** Start Supplied data **

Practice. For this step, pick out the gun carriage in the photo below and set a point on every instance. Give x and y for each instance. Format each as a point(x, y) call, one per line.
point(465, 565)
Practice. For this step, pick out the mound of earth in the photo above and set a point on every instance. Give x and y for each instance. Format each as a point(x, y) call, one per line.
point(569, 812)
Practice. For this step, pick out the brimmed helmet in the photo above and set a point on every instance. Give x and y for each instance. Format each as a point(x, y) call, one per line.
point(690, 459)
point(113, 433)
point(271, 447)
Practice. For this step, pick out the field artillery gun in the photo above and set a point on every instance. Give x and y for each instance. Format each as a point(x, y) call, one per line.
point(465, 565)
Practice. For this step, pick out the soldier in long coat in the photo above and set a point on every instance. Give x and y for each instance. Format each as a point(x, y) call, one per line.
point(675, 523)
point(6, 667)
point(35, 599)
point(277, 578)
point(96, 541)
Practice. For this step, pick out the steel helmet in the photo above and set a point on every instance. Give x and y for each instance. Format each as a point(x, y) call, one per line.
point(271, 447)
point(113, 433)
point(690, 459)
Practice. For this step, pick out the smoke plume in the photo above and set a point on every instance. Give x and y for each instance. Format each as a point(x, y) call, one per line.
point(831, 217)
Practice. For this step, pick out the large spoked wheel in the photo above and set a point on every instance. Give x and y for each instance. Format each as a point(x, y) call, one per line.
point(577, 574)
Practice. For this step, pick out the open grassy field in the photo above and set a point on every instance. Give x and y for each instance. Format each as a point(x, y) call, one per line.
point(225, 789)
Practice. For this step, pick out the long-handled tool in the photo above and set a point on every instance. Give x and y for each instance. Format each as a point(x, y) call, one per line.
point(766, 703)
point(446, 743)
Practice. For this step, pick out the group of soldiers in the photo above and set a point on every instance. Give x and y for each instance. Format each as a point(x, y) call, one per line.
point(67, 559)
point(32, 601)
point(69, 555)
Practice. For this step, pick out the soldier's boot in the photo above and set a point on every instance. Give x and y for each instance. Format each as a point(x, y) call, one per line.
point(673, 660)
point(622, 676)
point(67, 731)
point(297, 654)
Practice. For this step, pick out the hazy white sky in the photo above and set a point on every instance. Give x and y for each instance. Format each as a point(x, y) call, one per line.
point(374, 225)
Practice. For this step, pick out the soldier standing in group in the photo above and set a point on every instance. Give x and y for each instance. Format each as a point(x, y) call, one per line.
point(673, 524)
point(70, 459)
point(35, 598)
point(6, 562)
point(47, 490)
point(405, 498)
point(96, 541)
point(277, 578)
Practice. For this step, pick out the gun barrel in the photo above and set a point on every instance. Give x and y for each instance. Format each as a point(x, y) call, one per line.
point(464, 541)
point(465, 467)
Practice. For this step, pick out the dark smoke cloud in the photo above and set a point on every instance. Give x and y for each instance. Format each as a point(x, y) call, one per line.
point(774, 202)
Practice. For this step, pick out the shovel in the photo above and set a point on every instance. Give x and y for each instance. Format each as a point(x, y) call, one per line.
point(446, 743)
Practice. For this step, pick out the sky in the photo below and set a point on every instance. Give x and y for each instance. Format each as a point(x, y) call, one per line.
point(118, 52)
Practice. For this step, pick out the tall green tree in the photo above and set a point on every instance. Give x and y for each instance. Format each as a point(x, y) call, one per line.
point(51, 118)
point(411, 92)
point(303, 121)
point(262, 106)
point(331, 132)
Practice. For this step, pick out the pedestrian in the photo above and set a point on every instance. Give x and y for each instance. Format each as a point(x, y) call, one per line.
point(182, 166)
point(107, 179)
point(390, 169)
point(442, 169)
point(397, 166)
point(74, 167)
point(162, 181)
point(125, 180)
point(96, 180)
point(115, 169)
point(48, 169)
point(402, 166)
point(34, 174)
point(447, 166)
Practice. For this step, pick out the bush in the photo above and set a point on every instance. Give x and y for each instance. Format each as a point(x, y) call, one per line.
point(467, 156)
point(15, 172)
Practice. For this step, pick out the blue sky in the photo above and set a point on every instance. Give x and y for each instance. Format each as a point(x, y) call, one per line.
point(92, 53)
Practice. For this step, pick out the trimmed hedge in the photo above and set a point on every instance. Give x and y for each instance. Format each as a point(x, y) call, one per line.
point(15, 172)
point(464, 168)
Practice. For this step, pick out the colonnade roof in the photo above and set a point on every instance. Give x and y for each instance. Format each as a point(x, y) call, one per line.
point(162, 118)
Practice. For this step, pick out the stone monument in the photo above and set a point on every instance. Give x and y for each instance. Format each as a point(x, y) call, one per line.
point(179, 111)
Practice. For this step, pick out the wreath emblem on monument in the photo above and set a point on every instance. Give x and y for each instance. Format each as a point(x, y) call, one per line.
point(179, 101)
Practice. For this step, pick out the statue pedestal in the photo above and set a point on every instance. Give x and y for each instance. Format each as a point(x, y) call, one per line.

** End Supplied data **

** Exercise objective **
Recast the records from the line containing "Practice. For this step, pick out the open" through the line containing "point(118, 52)", inclusive, as a two-column CSV with the header row record,answer. Give one row per record, with each field in double quotes and any line breaks replaced by spaces.

** Problem solution **
record,answer
"Practice. For this step, pick out the open grassy field in the photo above and set a point on every instance. Give x and y for each instance. Format each as a point(x, y) call, one per line.","point(225, 789)"
"Practice. For this step, pick out the long-handled tool in the photo above and set a point on every instance. Give x and y for each instance. Format each as a point(x, y) call, one per line.","point(766, 703) point(446, 743)"
"Practice. For this step, pick out the group of soldiers in the photo above and set a point on every instance. Give x and y for each instance. Format each as a point(x, y) call, one per line.","point(67, 559) point(32, 601) point(69, 555)"
"Practice. For this step, pick out the soldier's boot in the photo above and set a point on every instance. Give x and y for each instance. Format each as a point(x, y) call, one per line.","point(673, 660) point(622, 676) point(67, 731) point(297, 654)"
"Practice. For this step, pick out the hazy white sky in the photo above and set a point on every instance. Give x and y for each instance. Format each as a point(x, y) call, one per line.","point(374, 225)"
"Practice. For this step, pick out the soldier standing in group in the photo above and set a point on every instance. Give x and y for each instance. Format each as a point(x, y) call, one per line.","point(673, 524) point(70, 459) point(35, 598) point(6, 562) point(47, 490) point(405, 498) point(96, 541) point(277, 578)"
"Practice. For this step, pick out the gun barrel in the photo above and set a point on every instance. Give x and y for each instance. Format each as a point(x, y) call, one per line.","point(464, 541) point(465, 467)"
"Practice. For this step, pick out the dark smoke cloud in the photo above and set a point on every instance. Give x and y for each instance. Format each as a point(x, y) call, one per line.","point(774, 202)"
"Practice. For this step, pick out the shovel in the photo above and set a point on every instance. Give x and y for each instance. Format each as a point(x, y) call, one per line.","point(446, 743)"
"Practice. For this step, pick out the sky in the photo below and set a point on every instance. Give x and y for each instance. Format each as a point(x, y) call, one per line.","point(118, 52)"